→ **Questions**:
A: In the excerpt on Grakn, what relation does the rule gene-transcript-protein infer between a gene and a protein?
B: Pick up the excerpt on Grakn after its final sentence and continue it.

→ **Excerpt to read**:
++++++++++++++++++++

This models the tissue entity as having a process-localisation relation with the protein-interaction relation — a nested relation. This level of expressivity is useful as it means we can make our model more closely guided by the needs of the application.

These are three relations between the tissue ‘“bone marrow” and PPIs. PPIs are modelled as relations, connected to another relation that connects to the tissue bone marrow (yellow node). Proteins are modelled as entities (green nodes)

2. Grakn’s ability to perform automated reasoning during query runtime enables us to reason over our data at scale. This allows us to find inferred information in our database — for example, inferred drug-disease associations.

To do this, we write rules in our Grakn schema that enable it to reason over our database. One such rule is shown below. We’re inferring relations between proteins and genes, if we know the transcript for which a gene encodes and the protein that it translates:

rule gene-transcript-protein:
when {
$gene isa gene;
$transcript isa transcript;
$protein isa protein;
($gene, $transcript) isa transcription;
($transcript, $protein) isa translation;
} then {
($gene, $protein) isa encode;
};

This rule is useful if, for example, we had not ingested any data connecting genes directly to proteins, but only connections between genes, transcripts and proteins. Leveraging the rule above, we would then be able to ask the question below and get an answer. With a traditional database we wouldn’t get an answer.

>>> match $g isa gene, has identifier "29851"; $p isa protein, has uniprot-id $up; ($g, $p) isa encode; 
get $up;
>> {$up val "Q9Y6W8" isa uniprot-id;}

Of course, this is just a simple example. We can also use rules for more advanced hypothesis generation. For example, below is the visualised result of potential drug targets for an example disease:

Both relations shown in the graph are inferred, i.e. they don’t actually exist in the database. But if we fetch the explanations for those inferences, Grakn will show the network that make up those inferences. For example, one of the inferences is due to the associated genes being located close to one another on Chromosome 4.

++++++++++++++++++++

→ **Information**:

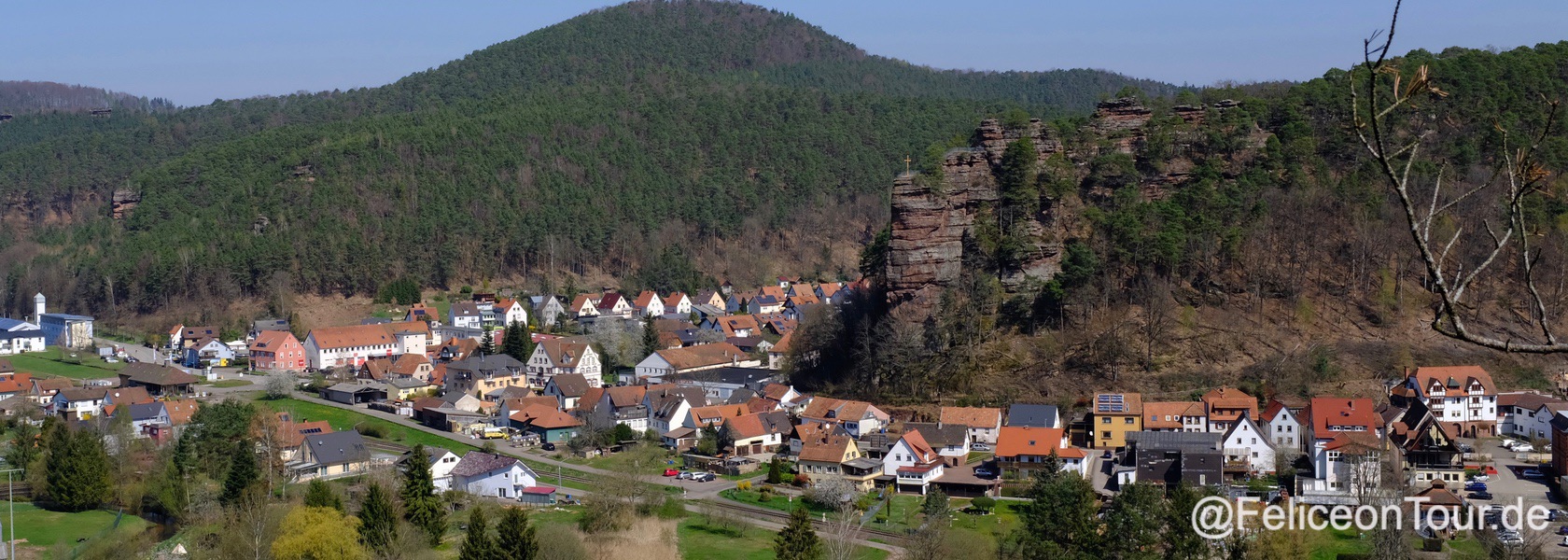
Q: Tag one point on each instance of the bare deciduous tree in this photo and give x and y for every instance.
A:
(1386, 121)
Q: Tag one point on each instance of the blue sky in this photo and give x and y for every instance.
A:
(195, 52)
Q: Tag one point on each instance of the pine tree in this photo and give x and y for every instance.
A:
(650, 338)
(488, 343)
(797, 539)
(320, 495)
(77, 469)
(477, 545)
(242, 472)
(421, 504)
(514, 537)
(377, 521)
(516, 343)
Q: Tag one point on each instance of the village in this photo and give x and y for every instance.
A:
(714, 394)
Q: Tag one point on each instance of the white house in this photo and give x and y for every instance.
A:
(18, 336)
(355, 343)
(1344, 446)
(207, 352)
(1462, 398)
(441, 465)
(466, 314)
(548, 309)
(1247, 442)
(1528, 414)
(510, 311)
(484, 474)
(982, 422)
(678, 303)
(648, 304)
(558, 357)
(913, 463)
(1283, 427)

++++++++++++++++++++

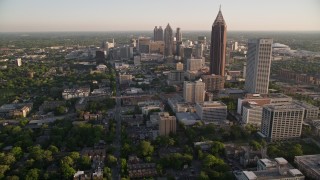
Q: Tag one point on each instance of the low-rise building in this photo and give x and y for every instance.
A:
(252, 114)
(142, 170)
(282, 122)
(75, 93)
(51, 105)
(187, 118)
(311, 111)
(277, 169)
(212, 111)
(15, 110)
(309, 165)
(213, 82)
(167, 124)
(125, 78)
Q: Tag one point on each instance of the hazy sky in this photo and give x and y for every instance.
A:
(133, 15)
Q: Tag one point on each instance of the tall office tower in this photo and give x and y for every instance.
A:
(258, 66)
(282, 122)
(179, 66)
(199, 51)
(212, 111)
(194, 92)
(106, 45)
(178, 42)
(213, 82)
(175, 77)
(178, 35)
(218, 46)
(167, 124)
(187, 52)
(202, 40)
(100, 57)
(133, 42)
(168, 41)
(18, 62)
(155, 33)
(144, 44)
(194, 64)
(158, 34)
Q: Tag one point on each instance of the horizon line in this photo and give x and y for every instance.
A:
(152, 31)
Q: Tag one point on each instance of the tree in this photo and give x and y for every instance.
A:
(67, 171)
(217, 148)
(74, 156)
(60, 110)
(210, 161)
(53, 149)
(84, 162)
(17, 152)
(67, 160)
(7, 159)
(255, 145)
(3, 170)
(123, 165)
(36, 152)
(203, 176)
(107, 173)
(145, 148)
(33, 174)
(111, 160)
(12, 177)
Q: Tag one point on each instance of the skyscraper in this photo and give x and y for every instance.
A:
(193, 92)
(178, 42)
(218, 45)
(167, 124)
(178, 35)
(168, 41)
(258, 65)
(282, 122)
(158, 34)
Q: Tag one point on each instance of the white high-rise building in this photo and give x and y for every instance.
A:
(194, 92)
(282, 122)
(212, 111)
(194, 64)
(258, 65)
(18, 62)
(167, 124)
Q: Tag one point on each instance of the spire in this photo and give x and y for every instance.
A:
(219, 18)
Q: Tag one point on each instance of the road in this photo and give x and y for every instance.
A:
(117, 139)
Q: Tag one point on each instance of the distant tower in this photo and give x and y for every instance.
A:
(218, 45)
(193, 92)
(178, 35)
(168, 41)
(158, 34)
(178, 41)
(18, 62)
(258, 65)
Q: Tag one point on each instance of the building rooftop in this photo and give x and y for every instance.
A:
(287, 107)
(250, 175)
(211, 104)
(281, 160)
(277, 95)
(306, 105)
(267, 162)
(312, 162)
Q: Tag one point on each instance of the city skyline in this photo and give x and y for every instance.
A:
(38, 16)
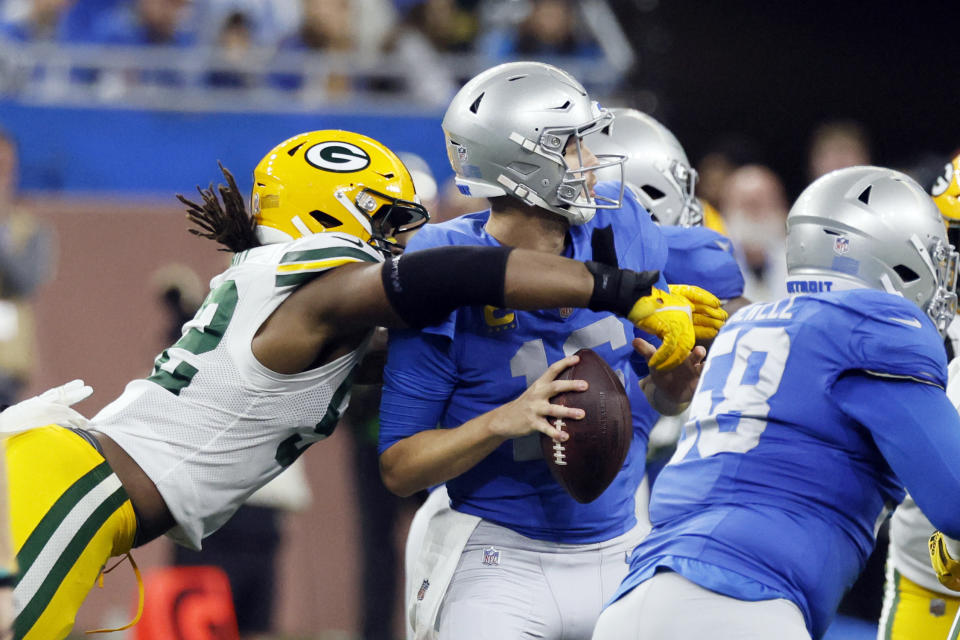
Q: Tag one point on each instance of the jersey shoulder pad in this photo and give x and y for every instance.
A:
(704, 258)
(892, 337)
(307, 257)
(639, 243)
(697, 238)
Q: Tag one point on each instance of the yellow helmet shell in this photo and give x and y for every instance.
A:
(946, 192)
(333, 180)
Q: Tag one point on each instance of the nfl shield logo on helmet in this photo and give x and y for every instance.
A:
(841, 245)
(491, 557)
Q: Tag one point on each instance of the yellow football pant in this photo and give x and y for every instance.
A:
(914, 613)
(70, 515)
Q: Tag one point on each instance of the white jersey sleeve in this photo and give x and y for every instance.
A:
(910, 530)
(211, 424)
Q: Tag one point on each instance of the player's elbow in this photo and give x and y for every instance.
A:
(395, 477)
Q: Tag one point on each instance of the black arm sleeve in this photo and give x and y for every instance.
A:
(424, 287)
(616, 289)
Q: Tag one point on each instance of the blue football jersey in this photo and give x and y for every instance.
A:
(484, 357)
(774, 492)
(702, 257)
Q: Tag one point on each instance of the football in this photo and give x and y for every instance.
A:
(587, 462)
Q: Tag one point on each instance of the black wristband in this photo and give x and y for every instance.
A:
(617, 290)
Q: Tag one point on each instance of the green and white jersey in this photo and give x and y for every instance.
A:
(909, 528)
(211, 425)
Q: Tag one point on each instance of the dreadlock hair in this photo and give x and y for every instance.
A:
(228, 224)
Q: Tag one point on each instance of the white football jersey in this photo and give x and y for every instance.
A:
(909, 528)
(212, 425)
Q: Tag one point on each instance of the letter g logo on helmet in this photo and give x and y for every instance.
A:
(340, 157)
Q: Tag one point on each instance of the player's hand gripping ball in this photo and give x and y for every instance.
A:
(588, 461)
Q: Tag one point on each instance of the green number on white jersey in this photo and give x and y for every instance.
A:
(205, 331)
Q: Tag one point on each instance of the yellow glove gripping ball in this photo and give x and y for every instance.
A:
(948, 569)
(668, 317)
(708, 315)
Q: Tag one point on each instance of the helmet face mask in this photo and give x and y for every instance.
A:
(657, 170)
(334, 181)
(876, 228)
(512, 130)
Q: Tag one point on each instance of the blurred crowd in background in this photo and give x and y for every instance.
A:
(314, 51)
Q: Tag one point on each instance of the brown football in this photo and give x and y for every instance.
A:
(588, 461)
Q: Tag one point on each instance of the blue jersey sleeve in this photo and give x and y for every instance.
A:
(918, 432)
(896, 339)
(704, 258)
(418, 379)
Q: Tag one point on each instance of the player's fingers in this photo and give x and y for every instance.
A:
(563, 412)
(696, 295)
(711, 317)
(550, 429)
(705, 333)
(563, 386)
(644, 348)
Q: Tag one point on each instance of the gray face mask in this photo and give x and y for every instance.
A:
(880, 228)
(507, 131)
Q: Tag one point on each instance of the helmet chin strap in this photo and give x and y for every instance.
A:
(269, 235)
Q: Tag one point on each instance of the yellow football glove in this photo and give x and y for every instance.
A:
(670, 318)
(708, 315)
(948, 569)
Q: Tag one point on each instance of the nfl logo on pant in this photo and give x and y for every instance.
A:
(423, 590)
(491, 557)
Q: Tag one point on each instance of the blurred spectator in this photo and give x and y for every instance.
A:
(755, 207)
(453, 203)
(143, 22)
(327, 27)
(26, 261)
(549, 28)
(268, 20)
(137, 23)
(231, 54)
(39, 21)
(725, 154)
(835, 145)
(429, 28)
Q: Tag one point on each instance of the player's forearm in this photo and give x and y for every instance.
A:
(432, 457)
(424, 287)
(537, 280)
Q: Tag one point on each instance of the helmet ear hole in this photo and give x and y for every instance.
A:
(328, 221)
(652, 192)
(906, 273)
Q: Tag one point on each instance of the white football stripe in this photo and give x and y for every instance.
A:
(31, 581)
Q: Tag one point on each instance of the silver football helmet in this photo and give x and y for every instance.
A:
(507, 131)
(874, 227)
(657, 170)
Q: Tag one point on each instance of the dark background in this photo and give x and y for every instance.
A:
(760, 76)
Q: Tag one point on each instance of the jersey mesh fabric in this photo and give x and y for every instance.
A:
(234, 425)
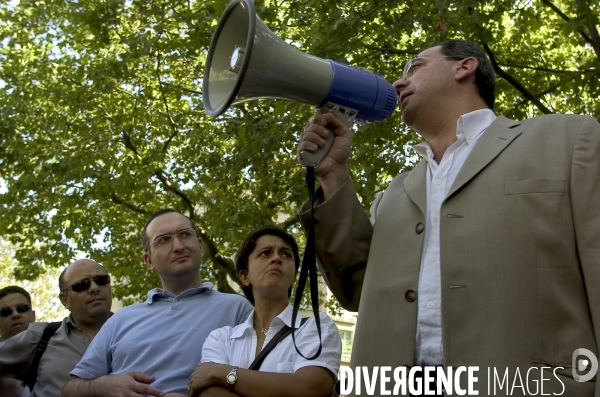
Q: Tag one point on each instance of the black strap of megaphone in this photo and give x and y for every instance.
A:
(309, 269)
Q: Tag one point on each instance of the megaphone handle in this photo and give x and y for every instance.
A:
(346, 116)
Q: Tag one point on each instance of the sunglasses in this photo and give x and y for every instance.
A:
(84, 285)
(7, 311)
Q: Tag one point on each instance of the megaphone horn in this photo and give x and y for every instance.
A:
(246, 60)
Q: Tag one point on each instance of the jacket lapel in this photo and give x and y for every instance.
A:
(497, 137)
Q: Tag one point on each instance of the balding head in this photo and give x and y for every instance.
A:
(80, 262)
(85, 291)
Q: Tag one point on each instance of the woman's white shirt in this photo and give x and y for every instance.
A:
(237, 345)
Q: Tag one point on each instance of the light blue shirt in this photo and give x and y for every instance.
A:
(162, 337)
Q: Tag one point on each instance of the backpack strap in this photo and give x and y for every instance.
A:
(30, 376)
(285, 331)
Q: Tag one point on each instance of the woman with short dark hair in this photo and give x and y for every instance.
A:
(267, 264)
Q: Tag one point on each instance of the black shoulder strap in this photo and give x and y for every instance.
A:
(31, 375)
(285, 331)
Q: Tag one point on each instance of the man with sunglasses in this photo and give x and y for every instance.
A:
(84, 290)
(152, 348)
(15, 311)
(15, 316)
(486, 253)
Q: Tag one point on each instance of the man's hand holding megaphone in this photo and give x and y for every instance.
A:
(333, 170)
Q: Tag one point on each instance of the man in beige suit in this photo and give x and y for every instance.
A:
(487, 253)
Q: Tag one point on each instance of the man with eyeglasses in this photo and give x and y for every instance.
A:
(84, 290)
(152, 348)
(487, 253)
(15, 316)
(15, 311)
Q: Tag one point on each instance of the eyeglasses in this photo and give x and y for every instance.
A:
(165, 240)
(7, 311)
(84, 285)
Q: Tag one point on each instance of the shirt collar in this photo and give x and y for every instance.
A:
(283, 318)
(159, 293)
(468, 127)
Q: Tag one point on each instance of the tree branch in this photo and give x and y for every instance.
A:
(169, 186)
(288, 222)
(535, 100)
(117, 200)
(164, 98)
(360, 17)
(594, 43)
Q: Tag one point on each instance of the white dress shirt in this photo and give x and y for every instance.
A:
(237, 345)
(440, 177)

++++++++++++++++++++

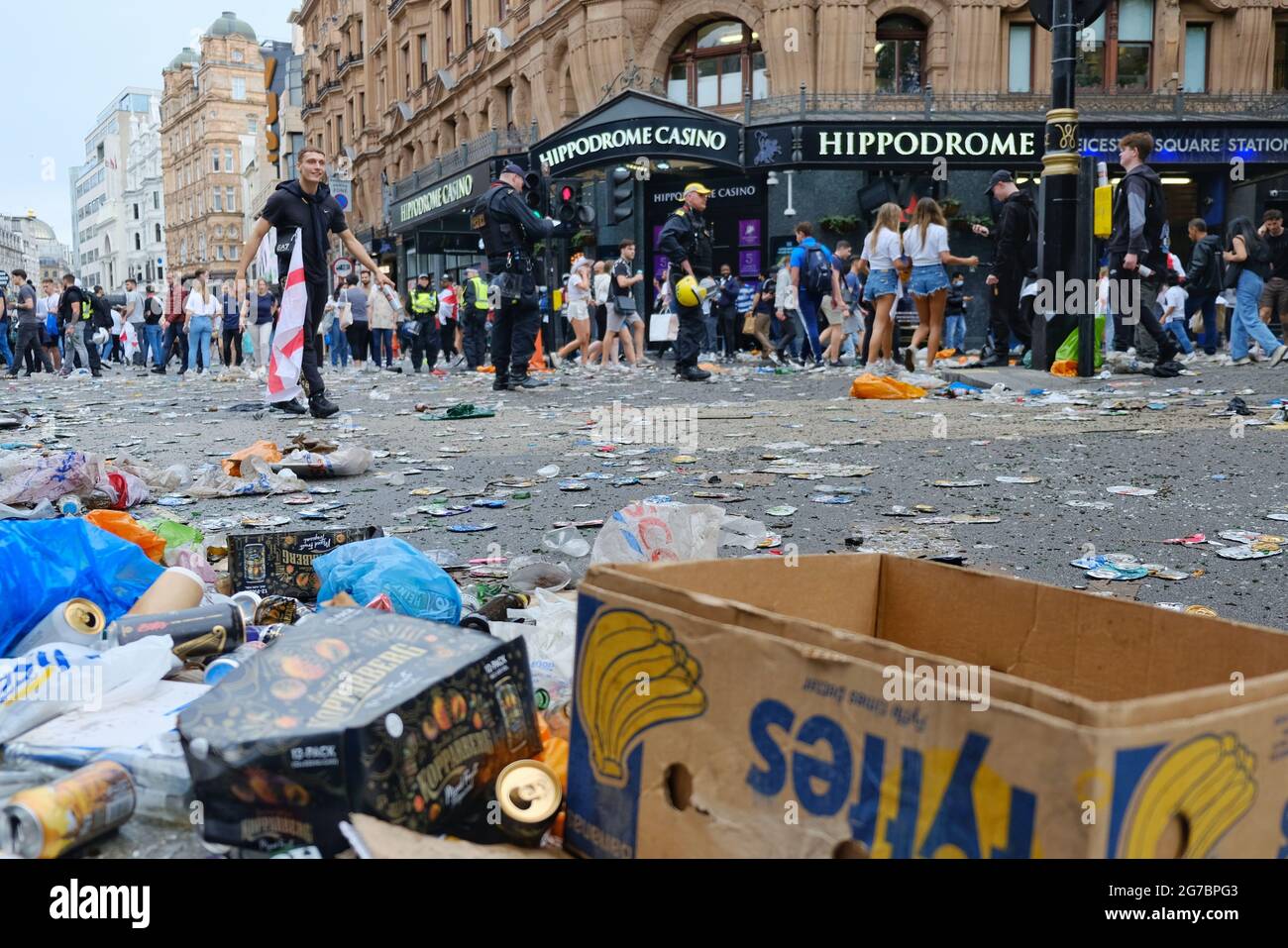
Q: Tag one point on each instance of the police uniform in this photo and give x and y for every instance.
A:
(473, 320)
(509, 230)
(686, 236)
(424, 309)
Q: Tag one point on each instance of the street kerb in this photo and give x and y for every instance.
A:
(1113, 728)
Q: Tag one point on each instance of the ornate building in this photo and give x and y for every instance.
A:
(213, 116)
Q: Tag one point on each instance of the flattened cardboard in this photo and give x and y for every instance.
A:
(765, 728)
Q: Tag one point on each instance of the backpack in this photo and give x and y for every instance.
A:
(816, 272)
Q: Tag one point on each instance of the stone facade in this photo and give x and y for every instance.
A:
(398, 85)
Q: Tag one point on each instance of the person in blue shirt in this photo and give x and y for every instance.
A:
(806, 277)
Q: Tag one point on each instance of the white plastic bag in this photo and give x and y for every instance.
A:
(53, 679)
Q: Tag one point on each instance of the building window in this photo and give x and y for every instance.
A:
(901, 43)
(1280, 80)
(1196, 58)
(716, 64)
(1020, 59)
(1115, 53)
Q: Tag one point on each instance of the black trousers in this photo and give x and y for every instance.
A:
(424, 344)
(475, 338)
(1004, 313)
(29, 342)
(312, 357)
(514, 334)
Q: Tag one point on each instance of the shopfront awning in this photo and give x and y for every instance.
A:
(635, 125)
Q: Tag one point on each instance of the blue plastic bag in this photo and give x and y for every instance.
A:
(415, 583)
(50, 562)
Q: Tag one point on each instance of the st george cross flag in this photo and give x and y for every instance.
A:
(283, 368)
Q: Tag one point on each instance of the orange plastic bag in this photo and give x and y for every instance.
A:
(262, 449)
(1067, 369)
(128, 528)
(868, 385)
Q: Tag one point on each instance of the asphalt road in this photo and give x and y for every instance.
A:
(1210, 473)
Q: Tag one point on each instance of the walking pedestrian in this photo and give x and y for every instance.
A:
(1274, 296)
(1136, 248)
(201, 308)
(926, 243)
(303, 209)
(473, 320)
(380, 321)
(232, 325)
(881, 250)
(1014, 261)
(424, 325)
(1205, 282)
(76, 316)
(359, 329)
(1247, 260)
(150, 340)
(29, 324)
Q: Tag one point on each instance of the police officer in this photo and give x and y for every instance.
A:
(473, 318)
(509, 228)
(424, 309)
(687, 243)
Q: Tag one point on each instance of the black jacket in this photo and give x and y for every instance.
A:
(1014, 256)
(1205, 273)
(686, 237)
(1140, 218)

++++++++++++++++++++

→ **Results of the exercise**:
A: An encode relation.

B:
Grakn’s ability to perform automated reasoning allows us to work at a higher level of abstraction. As we saw in the example above, this means directly asking for drug-disease associations, without worrying about all the possible interpretations of how they could be connected.

Bringing Biological Context to Newly Generated Insight

Having created our model in Grakn, we can also look how we connect it with other software components relevant to drug discovery. That could include text mining tools to annotate medical papers or machine learning frameworks for predicting gene-disease associations.

What’s particularly interesting, especially in drug discovery/repurposing, is to learn and make predictions over highly contextualised data in Grakn. This would differ from an approach where we ingest flat data into a learner. For example, we could fetch a subgraph from Grakn into something like KGCN to make link predictions between genes and diseases. Those predictions can then be put back into the graph and serve as evidence for hypothesis generation.

Here, the key is to leverage the use of Grakn as the unified representation of our knowledge. This way, we can provide important biological context to any new insight that we generate. Below are a few examples of such insights that we could generate:

1. If we used a sequencing algorithm that found similarities between sequences of proteins, we can insert these as sequence similarity relationships between two protein entities. As an example: below you can see how we would model a sequence similarity between proteins P09238 and P39900.

2. We can then define Grakn rules in the schema to find new insights in the data. Below is an example of such a rule. This particular one creates a new drug-disease-association relation when Grakn finds two proteins with a sequence similarity, where one protein is a target for a disease and the other relates to a drug.

rule drug-disease-association-when-seq-similarity:
when {
$disease isa disease;
$protein isa protein;
$protein2 isa protein;
$protein != $protein2;
$drug isa drug;
(associated-disease: $disease, associated-protein: $protein) isa protein-disease-association;
(similar-protein: $protein, similar-protein: $protein2) isa protein-similarity;
(target-protein: $protein2, interacted-drug: $drug) isa drug-protein-interaction;
} then {
(affected-disease: $disease, therapeutic: $drug) isa drug-disease-association;
};

With this rule defined, we can now directly query for drug-disease-association relations, even though we may not have any such data instances in the database. But because of the rule we defined, Grakn will infer and find candidate drugs. This is how such a query would look like:

match 
$disease isa disease, has disease-name "Asthma";
$drug isa drug;
$r (affected-disease: $disease, therapeutic: $drug) isa drug-disease-association;

This looks for potential candidate drugs against Asthma, and below is what it would return. We see that the drug PHENYTOIN is connected to Asthma. Remember that no direct association actually exists in the data — these relations were created (inferred) by Grakn.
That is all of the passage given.